[START OF RECORDS SUPPLIED]

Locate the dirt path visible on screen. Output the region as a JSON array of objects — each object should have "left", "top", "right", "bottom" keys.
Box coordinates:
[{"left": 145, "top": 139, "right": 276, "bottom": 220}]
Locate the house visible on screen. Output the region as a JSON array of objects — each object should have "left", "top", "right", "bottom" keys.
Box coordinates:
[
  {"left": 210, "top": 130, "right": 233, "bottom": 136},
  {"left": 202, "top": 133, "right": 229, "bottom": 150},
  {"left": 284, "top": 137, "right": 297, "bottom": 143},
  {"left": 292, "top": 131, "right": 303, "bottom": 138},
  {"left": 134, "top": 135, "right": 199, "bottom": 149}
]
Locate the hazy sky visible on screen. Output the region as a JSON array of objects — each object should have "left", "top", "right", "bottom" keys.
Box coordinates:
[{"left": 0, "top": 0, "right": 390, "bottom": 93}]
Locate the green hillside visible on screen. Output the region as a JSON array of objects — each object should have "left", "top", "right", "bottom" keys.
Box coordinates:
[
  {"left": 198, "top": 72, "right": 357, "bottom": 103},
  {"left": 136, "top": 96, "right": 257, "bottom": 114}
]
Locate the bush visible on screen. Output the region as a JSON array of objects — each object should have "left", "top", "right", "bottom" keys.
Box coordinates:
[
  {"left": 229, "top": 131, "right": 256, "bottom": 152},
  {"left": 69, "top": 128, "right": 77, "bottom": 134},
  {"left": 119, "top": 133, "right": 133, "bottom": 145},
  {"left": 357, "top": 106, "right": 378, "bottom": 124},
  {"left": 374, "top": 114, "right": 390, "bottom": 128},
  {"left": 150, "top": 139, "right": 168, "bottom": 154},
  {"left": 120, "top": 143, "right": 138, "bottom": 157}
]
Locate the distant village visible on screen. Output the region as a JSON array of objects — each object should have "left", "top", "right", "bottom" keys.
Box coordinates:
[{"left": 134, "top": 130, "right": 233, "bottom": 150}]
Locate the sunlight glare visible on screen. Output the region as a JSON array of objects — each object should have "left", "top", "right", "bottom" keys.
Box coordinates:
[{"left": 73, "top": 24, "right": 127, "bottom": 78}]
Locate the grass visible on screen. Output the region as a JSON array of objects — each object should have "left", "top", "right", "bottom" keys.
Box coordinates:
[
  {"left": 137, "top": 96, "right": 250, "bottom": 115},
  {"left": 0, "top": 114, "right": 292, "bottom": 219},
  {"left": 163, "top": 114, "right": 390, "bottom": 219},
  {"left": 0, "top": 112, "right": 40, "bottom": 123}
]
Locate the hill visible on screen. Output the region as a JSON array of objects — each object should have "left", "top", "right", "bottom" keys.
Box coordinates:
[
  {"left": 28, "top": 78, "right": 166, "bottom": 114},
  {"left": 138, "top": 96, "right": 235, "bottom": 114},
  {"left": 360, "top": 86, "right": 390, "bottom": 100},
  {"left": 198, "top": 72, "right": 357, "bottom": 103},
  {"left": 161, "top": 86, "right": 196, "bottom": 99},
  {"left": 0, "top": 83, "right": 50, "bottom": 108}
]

[END OF RECORDS SUPPLIED]

STATED EXERCISE: Display, unchanged, every line of the items above that contains the word "JSON". Case counts.

EXERCISE OUTPUT:
Locate the dirt path visible on screen. Output the region as a JSON array of objects — each object should have "left", "top", "right", "bottom" keys.
Locate the house visible on screen. Output the region as a JSON array of objects — each object should have "left", "top", "right", "bottom" keys.
Locate the hazy sky visible on screen. Output the region as a JSON array of objects — each object should have "left", "top", "right", "bottom" keys.
Locate the green hillside visible on screen. Output the region as a JSON array of objects — each object should have "left", "top", "right", "bottom" keys.
Locate the bush visible on screen. Output the region as a JSON array of objects — each object should have "left", "top", "right", "bottom" keys.
Locate the distant village visible on screen. Output the region as a JSON array of objects — each object should have "left", "top", "right", "bottom" keys.
Locate the sunlight glare visible on screen. Output the region as a JSON array of objects — each object should have "left", "top", "right", "bottom" keys.
Locate the grass visible on screen. Output the region as a JSON array of objects — each object should have "left", "top", "right", "bottom" keys.
Locate the hill visible on screen. Output the region as a JSON array of objects — each object should have "left", "top", "right", "bottom" keys.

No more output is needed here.